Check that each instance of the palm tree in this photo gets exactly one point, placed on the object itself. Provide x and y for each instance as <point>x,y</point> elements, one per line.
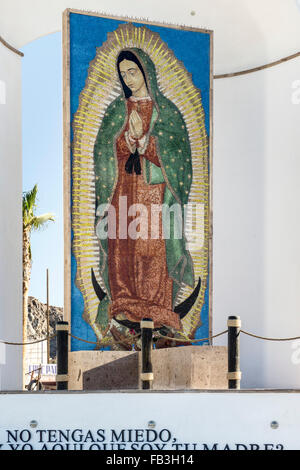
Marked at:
<point>31,221</point>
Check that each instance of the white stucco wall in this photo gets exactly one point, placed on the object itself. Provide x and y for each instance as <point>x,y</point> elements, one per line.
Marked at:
<point>11,219</point>
<point>256,195</point>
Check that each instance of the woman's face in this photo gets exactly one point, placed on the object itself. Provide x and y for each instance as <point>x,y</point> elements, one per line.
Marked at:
<point>133,77</point>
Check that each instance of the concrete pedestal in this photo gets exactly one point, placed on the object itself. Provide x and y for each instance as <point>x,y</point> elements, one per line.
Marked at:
<point>182,368</point>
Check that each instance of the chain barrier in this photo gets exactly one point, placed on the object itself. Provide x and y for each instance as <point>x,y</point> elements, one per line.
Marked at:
<point>269,339</point>
<point>99,343</point>
<point>188,340</point>
<point>136,337</point>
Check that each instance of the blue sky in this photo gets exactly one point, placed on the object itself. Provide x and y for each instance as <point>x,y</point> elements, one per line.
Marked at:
<point>43,158</point>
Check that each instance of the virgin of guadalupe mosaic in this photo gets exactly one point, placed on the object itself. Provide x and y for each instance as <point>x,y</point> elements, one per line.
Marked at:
<point>140,193</point>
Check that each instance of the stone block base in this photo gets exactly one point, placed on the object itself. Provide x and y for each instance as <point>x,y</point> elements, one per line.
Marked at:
<point>182,368</point>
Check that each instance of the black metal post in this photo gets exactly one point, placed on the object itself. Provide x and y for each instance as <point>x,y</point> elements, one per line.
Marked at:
<point>147,326</point>
<point>62,329</point>
<point>234,373</point>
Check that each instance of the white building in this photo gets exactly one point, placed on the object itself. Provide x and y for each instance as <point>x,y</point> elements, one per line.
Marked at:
<point>256,166</point>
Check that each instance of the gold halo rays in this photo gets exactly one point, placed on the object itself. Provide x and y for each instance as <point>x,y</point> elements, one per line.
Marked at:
<point>101,88</point>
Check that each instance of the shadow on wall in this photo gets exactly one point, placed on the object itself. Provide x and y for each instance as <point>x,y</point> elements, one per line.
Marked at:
<point>238,208</point>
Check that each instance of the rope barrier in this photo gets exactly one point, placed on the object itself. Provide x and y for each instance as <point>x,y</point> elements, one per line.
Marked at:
<point>269,339</point>
<point>13,49</point>
<point>9,343</point>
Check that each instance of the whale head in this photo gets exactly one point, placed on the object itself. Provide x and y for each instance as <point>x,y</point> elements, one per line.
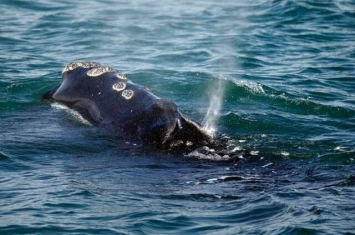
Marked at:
<point>167,127</point>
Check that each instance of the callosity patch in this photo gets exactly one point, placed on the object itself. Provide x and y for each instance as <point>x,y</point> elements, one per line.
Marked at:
<point>95,72</point>
<point>74,65</point>
<point>127,94</point>
<point>120,86</point>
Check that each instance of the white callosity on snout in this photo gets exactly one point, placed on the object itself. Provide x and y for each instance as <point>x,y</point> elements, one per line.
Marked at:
<point>127,94</point>
<point>74,65</point>
<point>95,72</point>
<point>121,76</point>
<point>120,86</point>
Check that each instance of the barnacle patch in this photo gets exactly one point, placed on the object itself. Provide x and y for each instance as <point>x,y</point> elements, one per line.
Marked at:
<point>120,86</point>
<point>74,65</point>
<point>121,76</point>
<point>127,94</point>
<point>95,72</point>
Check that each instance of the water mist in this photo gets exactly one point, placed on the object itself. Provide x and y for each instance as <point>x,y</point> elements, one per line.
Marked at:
<point>216,93</point>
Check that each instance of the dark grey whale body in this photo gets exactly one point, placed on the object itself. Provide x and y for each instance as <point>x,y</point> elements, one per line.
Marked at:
<point>105,98</point>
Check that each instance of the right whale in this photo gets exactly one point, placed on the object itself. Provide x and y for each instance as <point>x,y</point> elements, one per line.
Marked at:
<point>106,98</point>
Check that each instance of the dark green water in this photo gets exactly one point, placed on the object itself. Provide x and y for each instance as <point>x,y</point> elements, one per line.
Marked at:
<point>287,68</point>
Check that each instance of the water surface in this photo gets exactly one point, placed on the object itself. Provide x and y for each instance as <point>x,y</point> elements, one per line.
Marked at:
<point>287,72</point>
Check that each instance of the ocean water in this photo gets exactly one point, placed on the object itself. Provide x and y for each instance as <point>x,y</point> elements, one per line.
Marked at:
<point>275,76</point>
-*-
* REQUEST *
Arrange all the lines above as a numbered list, leaving out blank lines and pictures.

* EXERCISE ANSWER *
1. Check that each instance of the palm tree in this photo gets exactly one point, placed on the object itself. Provide x and y for each instance as <point>x,y</point> elements, one per line.
2. Marked at:
3. <point>31,221</point>
4. Check that each instance of the white stucco wall in this photo gets exactly one point, placed on the object itself. Provide x and y for each instance as <point>x,y</point> elements, one per line.
5. Marked at:
6. <point>11,219</point>
7. <point>256,195</point>
8. Check that each instance of the woman's face in this photo gets exactly one point, placed on the object itself. Provide x and y for each instance as <point>x,y</point> elements, one per line.
9. Marked at:
10. <point>133,77</point>
11. Check that each instance of the concrete pedestal in this photo gets exactly one point, placed on the object itself. Provide x and y for each instance as <point>x,y</point> elements, one per line.
12. Marked at:
13. <point>182,368</point>
14. Check that each instance of the chain barrier in this photo gets exactly one point, placed on the object itself. Provide x and y for each instance as <point>x,y</point> elements, one per line.
15. Marked at:
16. <point>269,339</point>
17. <point>99,343</point>
18. <point>188,340</point>
19. <point>136,337</point>
20. Check that each instance of the blue sky in this photo gets exactly one point, placed on the object itself. Provide x and y for each instance as <point>x,y</point> elements, one per line.
21. Marked at:
22. <point>43,158</point>
23. Check that each instance of the virgin of guadalupe mosaic in this photo gets exactly one point, placed on the object itself. Provide x and y for each instance as <point>x,y</point> elements, one per line.
24. Marked at:
25. <point>140,193</point>
26. Check that each instance of the stone block base in this photo gets exactly one point, placed on the object itself. Provide x and y for each instance as <point>x,y</point> elements, one per line.
27. Marked at:
28. <point>182,368</point>
29. Check that each instance of the black metal post in this photo gets exactly one point, placed on the object itself. Provide x and y for each instance as <point>x,y</point> elements, one per line.
30. Marked at:
31. <point>147,326</point>
32. <point>62,329</point>
33. <point>234,373</point>
34. Check that each instance of the white building in this photo gets exactly one point, placed on the object itself. Provide x and y for each instance as <point>x,y</point> elements, one per line.
35. Marked at:
36. <point>256,166</point>
37. Check that each instance of the gold halo rays in this photo gets exactly one point, placed on the object itself. Provide x and y for each instance as <point>x,y</point> elements, one per line.
38. Marked at:
39. <point>101,88</point>
40. Check that each instance of the shadow on wall in this photo gets exactly one point, placed on the object itself. Provide x and y for each instance as <point>x,y</point> elements, one per line.
41. Marked at:
42. <point>238,208</point>
43. Check that each instance of the rope barrier in this photo gets exactly one point, placed on the object itself. Provide x and y for each instance as <point>x,y</point> elements, one per line.
44. Marked at:
45. <point>269,339</point>
46. <point>13,49</point>
47. <point>9,343</point>
48. Check that each instance of the whale head in this photo gets exactly one point, placed on the object itself. Provide x and y for each instance as <point>x,y</point> elements, one per line.
49. Marked at:
50. <point>167,127</point>
51. Check that each instance of the callosity patch in this photo gets exactly one point, placed on the object itself. Provide x and y for each instance as <point>x,y</point> elements, one per line.
52. Marked at:
53. <point>95,72</point>
54. <point>74,65</point>
55. <point>127,94</point>
56. <point>120,86</point>
57. Check that each instance of the white callosity on snout in this photo gets exactly one point, placed on the object itself. Provide x and y for each instance as <point>x,y</point> elements, one per line.
58. Marked at:
59. <point>127,94</point>
60. <point>74,65</point>
61. <point>95,72</point>
62. <point>121,76</point>
63. <point>120,86</point>
64. Check that each instance of the barnacle patch in this photo gets exactly one point, placed on the object itself. Provide x and y for each instance as <point>x,y</point> elements, one per line.
65. Marked at:
66. <point>120,86</point>
67. <point>74,65</point>
68. <point>121,76</point>
69. <point>127,94</point>
70. <point>95,72</point>
71. Check that each instance of the water mist in this photo gets exactly one point, placed on the object itself. Provide x and y for each instance as <point>x,y</point> elements, one per line.
72. Marked at:
73. <point>216,93</point>
74. Check that each instance of the dark grey whale body in this photo gets exactly one point, placed on the object itself. Provide x and y for each instance as <point>x,y</point> elements, one per line.
75. Marked at:
76. <point>105,98</point>
77. Check that each instance of the right whale in this photo gets exactly one point, placed on the object itself. Provide x and y for each instance as <point>x,y</point> elements, one per line.
78. Marked at:
79. <point>106,98</point>
80. Check that each instance of the dark green water in this photo gets exactly one point, placed on the object itself. Provide x and y for each instance as <point>x,y</point> elements, one per line.
81. Marked at:
82. <point>287,68</point>
83. Check that each instance of the water surface in this photo gets exactly one point, placed on the object itself. Provide x and y for each instance as <point>x,y</point> elements, one per line.
84. Marked at:
85. <point>287,72</point>
86. Check that each instance of the ocean water in this photo gets exactly one point, placed on the object itself. Provide x and y for each instance as <point>x,y</point> elements, one per line.
87. Marked at:
88. <point>275,76</point>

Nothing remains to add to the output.